[Recorded data]
>> Begin

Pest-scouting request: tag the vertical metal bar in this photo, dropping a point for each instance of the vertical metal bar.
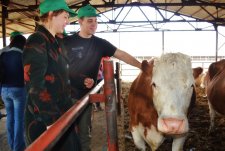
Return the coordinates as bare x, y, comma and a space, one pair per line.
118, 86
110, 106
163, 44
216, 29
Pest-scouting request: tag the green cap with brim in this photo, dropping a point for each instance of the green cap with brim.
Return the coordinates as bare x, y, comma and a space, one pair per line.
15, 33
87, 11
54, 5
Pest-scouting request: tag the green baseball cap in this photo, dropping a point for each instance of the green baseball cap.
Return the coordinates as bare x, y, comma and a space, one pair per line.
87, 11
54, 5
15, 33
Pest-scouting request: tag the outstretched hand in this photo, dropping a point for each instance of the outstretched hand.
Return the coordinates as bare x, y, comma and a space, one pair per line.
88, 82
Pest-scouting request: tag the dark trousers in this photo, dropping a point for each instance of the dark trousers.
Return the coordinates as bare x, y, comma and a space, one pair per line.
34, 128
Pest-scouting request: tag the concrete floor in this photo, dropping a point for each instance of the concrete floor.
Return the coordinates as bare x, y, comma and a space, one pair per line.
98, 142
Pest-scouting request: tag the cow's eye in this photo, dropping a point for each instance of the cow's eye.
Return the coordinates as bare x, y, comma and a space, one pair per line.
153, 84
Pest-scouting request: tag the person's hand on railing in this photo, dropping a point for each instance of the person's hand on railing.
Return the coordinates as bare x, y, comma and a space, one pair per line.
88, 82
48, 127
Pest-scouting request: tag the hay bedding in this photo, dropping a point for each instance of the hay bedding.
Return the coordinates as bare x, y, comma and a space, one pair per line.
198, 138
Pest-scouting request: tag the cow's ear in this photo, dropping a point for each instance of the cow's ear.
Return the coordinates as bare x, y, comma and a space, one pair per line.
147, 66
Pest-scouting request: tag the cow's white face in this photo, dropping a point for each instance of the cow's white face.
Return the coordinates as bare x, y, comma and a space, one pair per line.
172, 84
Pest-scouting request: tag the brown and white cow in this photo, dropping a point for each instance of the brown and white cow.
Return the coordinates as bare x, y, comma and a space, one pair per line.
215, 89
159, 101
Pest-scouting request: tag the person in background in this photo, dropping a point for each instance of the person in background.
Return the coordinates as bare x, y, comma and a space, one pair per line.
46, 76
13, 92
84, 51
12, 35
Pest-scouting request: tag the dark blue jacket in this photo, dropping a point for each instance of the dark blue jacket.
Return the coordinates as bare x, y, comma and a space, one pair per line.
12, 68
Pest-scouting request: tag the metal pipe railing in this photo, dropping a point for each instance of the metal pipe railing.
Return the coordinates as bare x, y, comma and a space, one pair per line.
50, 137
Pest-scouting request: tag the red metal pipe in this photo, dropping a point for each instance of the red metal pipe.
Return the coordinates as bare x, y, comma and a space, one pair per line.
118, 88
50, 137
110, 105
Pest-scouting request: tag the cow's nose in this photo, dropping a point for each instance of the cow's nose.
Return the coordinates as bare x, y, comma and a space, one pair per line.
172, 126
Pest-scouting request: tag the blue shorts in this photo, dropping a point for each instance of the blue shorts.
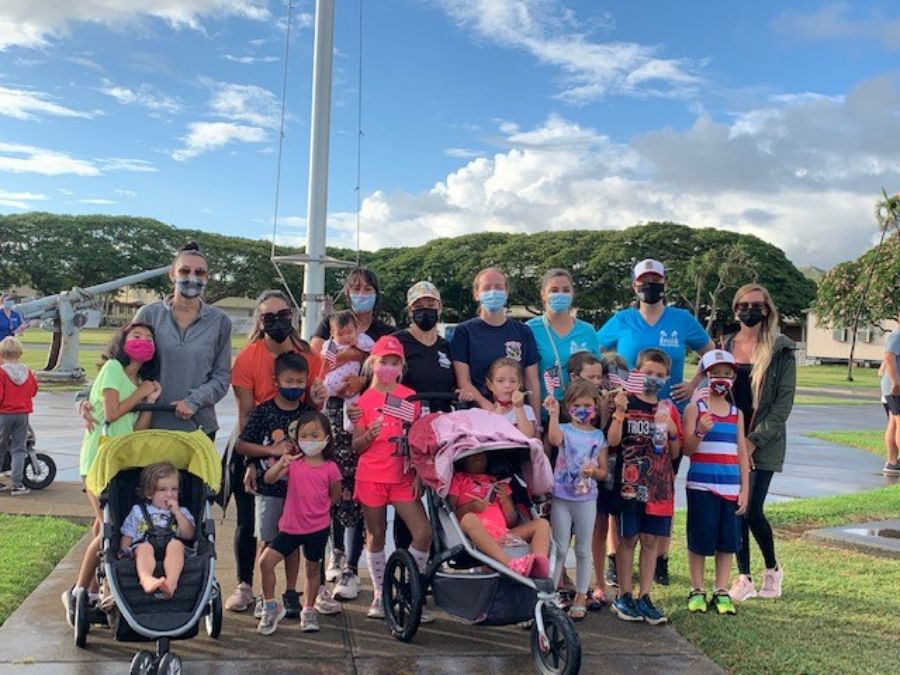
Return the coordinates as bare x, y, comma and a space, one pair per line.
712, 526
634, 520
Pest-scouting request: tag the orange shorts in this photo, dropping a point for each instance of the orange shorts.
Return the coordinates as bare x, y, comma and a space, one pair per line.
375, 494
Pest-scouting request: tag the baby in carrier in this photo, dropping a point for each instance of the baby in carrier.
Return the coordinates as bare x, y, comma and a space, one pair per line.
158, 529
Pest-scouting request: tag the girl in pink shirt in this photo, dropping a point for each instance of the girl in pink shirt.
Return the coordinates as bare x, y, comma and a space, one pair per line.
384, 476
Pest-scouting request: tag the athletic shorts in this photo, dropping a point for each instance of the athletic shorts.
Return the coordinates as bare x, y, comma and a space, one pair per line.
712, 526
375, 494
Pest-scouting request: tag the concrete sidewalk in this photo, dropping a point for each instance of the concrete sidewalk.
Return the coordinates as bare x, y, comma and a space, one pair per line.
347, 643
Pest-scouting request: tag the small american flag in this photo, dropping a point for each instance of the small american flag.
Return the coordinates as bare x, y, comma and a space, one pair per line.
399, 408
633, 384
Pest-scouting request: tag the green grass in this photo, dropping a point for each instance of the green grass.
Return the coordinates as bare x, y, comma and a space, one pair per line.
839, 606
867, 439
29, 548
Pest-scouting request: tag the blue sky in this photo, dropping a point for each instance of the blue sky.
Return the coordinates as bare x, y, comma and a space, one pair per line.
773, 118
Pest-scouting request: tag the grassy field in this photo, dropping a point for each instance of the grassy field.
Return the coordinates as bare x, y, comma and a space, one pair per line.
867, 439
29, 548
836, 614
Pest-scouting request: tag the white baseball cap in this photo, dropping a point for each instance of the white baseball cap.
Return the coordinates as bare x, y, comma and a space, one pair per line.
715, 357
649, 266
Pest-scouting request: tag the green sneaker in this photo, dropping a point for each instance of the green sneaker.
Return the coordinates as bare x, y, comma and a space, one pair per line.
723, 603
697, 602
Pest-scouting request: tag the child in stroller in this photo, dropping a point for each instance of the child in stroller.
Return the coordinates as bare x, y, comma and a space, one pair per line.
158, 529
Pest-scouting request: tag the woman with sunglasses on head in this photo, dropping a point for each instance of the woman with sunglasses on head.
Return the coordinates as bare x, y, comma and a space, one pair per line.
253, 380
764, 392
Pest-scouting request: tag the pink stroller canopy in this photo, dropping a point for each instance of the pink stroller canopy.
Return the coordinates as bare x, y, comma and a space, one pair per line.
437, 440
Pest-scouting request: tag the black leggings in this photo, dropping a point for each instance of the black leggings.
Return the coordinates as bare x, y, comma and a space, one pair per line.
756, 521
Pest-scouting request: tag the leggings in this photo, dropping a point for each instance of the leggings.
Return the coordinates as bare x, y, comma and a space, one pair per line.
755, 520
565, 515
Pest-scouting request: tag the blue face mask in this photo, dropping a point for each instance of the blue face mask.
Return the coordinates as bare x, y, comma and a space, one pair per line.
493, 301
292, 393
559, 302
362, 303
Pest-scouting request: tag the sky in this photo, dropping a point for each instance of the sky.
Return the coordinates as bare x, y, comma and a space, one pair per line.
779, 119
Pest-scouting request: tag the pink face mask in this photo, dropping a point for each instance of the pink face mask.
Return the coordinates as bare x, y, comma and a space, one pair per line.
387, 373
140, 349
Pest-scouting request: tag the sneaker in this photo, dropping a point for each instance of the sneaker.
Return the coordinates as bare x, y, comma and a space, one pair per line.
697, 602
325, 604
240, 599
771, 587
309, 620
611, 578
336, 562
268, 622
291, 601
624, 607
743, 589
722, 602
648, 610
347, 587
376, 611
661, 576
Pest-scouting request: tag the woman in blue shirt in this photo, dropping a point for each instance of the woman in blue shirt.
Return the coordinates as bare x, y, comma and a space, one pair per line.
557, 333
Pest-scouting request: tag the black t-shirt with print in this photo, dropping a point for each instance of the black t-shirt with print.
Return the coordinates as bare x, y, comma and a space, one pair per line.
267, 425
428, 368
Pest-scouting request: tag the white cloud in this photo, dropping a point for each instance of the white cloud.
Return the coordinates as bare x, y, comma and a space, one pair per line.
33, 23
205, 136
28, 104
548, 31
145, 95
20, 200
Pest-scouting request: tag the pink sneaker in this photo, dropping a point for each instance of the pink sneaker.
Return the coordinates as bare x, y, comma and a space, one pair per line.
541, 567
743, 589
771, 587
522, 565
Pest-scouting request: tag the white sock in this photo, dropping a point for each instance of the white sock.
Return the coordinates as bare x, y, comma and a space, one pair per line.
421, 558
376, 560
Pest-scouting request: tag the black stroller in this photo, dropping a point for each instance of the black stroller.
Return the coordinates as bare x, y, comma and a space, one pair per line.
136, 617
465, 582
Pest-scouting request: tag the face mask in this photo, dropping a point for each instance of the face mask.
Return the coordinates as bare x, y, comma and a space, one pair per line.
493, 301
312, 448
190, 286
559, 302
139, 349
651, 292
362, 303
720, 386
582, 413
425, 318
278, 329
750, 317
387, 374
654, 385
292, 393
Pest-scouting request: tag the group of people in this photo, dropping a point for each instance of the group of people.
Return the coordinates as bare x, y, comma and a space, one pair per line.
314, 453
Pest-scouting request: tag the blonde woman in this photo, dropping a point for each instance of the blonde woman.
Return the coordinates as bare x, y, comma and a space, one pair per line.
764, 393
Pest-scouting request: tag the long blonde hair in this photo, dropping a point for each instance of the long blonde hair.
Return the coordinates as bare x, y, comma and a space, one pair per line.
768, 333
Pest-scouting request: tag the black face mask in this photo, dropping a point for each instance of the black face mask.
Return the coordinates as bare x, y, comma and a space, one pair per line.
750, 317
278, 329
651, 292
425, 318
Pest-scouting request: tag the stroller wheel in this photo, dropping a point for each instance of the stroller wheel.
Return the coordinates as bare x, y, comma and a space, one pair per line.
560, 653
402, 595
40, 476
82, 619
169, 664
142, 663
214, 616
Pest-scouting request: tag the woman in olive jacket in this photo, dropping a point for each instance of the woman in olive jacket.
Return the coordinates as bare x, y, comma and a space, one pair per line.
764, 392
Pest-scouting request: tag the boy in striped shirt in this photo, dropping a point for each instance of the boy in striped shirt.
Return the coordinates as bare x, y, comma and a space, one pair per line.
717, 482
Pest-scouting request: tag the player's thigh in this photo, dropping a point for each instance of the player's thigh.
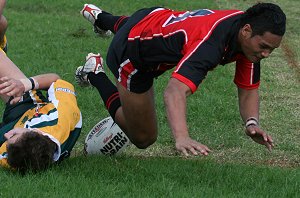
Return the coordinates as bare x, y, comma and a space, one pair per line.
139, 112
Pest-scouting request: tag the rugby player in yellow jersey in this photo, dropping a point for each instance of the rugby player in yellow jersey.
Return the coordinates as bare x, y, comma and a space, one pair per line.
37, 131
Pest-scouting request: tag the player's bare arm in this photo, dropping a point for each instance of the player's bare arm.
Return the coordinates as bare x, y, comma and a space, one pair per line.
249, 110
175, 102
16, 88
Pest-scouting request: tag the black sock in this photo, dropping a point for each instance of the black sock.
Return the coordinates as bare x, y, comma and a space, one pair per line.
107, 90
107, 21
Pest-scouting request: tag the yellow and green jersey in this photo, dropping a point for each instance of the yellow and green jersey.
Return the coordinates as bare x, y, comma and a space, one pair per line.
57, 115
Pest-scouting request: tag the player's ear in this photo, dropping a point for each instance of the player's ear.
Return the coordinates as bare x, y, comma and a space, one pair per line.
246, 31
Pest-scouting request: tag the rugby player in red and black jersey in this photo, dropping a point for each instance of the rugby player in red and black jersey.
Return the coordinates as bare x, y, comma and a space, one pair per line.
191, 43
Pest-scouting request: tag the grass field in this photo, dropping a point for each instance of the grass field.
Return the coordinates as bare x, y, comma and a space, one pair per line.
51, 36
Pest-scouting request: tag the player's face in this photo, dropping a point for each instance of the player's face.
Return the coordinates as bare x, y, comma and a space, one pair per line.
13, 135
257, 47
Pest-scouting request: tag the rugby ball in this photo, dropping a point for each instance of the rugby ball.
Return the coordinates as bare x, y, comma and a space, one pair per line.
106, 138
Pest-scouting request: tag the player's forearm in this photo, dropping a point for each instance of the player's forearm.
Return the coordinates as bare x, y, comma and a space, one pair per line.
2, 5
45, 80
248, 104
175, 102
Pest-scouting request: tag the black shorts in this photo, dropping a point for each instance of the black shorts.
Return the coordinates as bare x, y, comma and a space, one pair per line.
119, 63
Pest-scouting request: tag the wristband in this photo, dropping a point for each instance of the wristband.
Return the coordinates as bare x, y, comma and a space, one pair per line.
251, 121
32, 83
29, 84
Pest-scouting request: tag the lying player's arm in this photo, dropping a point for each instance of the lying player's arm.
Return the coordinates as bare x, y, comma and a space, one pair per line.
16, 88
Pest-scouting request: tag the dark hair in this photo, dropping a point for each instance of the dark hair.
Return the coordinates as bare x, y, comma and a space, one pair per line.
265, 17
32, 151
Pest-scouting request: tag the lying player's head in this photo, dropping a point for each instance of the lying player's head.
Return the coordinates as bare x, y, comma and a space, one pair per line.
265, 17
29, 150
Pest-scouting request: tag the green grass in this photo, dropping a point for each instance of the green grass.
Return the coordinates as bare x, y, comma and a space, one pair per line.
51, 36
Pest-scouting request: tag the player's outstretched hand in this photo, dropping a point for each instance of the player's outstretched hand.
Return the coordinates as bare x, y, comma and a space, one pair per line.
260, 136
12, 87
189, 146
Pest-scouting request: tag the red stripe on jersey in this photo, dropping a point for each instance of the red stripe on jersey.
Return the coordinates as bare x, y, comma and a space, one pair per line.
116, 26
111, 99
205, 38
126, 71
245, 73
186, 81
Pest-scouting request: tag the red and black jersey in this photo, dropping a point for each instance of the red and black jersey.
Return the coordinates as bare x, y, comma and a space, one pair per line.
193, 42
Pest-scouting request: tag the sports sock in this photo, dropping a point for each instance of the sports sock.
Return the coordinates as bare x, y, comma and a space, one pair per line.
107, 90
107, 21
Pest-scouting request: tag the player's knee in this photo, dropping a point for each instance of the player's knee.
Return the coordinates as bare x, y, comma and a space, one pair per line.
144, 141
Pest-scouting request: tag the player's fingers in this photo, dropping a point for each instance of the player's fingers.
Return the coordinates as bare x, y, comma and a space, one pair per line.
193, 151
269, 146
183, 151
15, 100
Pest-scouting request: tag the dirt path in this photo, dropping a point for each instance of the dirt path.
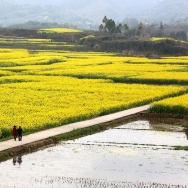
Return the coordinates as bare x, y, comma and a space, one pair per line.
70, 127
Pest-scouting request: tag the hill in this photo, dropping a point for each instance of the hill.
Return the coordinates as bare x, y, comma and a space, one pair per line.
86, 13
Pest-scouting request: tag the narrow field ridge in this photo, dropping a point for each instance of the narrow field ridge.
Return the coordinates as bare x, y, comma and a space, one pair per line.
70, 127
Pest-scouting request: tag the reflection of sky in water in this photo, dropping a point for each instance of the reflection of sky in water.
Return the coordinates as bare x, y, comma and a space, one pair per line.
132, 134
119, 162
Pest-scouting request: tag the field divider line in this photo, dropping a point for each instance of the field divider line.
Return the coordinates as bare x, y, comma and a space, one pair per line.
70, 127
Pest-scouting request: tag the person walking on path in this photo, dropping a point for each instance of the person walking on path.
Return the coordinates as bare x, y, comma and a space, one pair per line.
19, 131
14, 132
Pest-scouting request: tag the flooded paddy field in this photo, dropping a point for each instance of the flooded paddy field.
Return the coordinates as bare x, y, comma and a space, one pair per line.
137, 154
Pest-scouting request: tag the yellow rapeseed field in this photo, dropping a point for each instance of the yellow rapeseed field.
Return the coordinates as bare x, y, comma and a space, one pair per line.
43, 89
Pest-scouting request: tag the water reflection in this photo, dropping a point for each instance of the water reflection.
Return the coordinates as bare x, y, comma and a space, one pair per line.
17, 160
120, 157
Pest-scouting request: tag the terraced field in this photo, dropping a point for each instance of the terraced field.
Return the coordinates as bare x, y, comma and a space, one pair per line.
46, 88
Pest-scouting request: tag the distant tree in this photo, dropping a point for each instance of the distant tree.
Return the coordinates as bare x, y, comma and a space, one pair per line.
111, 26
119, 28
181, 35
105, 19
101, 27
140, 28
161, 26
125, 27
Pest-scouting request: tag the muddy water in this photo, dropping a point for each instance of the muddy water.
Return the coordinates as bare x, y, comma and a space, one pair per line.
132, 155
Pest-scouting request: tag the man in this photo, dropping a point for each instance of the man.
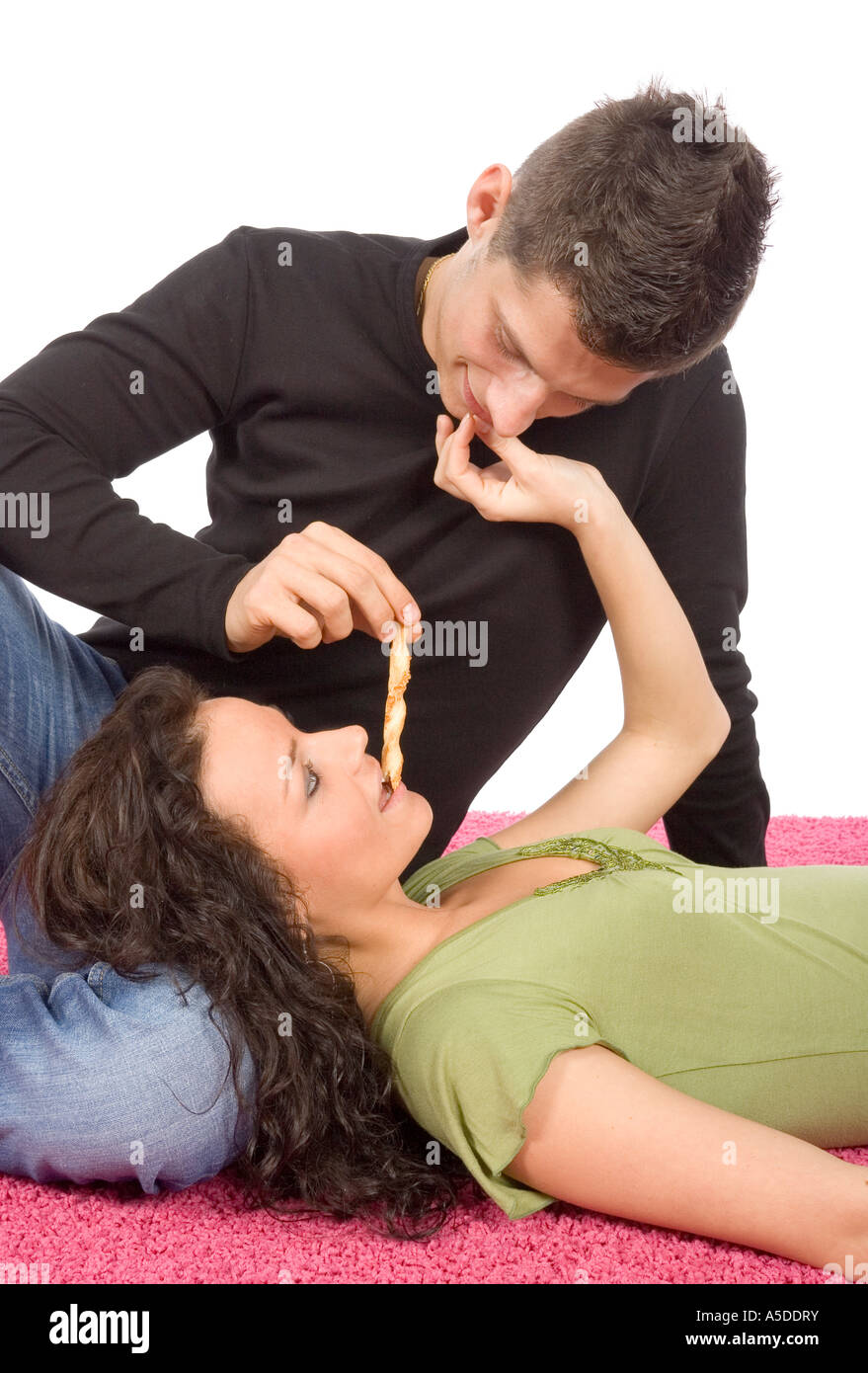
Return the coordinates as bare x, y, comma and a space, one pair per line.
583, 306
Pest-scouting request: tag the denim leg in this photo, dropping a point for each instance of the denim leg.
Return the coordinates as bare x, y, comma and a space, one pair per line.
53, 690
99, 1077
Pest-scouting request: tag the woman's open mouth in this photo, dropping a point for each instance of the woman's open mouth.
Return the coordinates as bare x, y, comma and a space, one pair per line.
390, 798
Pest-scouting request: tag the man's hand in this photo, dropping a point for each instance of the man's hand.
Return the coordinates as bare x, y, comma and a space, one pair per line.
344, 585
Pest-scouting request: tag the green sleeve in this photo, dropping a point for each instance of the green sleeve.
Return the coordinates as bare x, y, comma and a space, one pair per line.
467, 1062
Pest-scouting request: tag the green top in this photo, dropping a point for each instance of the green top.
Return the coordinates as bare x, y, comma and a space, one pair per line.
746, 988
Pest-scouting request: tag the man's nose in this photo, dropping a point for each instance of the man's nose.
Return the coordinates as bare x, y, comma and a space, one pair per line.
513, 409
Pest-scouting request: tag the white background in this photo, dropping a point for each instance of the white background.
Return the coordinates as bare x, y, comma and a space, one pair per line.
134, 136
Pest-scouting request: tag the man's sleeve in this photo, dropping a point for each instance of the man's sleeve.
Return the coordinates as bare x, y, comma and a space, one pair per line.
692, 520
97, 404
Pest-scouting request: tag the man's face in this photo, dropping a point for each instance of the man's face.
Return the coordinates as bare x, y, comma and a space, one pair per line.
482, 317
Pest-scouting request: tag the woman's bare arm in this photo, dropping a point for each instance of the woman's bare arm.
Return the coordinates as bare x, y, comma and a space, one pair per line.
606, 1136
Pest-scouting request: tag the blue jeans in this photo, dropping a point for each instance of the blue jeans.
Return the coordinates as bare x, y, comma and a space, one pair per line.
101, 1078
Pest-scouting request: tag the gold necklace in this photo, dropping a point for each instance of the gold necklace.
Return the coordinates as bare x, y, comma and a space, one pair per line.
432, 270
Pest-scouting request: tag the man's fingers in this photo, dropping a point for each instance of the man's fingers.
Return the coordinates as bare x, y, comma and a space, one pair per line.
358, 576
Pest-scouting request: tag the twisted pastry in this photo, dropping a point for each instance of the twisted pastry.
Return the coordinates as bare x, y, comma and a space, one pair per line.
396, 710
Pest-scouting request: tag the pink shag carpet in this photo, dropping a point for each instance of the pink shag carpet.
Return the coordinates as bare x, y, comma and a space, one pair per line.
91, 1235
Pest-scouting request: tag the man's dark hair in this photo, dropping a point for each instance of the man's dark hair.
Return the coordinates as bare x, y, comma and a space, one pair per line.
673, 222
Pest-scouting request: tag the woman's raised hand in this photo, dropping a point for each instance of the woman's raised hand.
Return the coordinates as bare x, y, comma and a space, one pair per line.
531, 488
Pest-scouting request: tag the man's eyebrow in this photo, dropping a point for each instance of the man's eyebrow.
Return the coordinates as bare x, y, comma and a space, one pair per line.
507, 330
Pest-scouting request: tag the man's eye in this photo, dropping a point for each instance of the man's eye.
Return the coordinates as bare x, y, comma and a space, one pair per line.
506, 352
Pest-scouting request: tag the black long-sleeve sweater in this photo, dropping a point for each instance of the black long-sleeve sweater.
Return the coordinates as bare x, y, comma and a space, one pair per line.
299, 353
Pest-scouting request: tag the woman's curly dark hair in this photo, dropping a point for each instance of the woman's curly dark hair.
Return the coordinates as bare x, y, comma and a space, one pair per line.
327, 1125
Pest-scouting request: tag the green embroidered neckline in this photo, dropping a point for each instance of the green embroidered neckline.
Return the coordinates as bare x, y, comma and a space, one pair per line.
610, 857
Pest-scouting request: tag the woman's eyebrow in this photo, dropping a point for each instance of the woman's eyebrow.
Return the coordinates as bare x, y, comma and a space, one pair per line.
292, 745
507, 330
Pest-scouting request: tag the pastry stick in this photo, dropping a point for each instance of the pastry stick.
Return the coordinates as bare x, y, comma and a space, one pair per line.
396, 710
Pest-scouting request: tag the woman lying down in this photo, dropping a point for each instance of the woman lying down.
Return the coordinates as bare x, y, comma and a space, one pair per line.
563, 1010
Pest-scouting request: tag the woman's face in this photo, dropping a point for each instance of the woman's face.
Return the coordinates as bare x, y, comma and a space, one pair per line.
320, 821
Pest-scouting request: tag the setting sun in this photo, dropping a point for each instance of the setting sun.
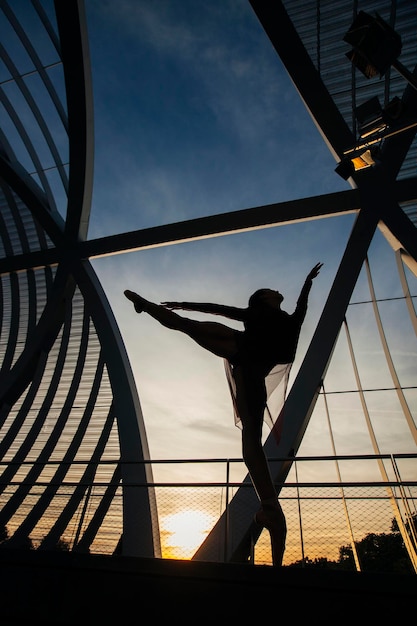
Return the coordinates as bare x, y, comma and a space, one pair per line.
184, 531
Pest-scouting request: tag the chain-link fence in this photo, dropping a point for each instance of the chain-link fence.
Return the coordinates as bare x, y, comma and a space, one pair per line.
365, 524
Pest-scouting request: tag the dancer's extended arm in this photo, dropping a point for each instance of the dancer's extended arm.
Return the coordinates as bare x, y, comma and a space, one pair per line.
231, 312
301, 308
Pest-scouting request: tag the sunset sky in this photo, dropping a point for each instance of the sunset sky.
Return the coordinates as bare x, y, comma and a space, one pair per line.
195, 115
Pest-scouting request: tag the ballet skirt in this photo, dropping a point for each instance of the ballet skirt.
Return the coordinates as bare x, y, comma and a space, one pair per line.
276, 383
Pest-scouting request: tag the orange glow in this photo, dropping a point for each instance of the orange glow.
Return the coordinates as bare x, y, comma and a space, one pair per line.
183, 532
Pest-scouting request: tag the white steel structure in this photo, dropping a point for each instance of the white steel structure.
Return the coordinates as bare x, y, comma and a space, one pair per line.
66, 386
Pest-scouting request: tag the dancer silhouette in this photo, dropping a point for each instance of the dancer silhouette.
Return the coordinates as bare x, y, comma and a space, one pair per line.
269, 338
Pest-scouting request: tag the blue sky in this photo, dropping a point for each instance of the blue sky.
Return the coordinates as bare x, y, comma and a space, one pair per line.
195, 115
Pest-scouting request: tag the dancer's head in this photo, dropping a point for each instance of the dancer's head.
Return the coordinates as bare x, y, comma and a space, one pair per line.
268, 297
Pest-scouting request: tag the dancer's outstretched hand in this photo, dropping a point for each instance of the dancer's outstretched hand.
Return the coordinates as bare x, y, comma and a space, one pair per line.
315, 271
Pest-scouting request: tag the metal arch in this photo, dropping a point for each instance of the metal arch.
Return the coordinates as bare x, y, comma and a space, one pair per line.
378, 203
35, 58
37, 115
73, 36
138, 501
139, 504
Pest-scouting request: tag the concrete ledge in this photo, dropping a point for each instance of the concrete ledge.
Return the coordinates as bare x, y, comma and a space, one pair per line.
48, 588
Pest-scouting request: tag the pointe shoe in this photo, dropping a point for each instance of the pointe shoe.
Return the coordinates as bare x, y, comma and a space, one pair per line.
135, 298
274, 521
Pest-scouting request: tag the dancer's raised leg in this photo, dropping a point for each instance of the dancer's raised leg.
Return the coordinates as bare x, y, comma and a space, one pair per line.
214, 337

>> End

▶ **What is required**
Quote every line from the line containing "Pest-scouting request: tag the dancer's outstretched" through the closing line of the listing, including both.

▶ **Correct answer**
Pest-scouting request: tag the dancer's outstretched hand in this photo, dropping a point for each instance of the dancer's outstretched hand.
Return the coordinates as bare x, y, comma and a space, one pair per line.
315, 271
Pest-scouting request: tag the metal arch in this photo, dropping a point for each instance of the metal arch.
Return the coordinates as bare x, y, comma and a space, one pair per line.
378, 203
35, 58
37, 115
73, 36
138, 501
139, 504
Pest-scouting request: tag the concrete ledge in this photo, dropping a point for each instance of the concrete ledge.
Return the coordinates as bare x, y, comma and a space, one pair per line.
48, 588
Pest-scouting request: tag the pointe shoe in this photo, dropping a point for each instance of the pointe shoe.
Return the coordinates as bare x, y, comma and a space, one pair per line.
135, 298
274, 521
Pest-scouting request: tag the dancer's raised leg in this photo, dropping a point for each instance of the dancer's raised leg.
Return the coordinates as bare x, y, comma and a space, one pair per line.
214, 337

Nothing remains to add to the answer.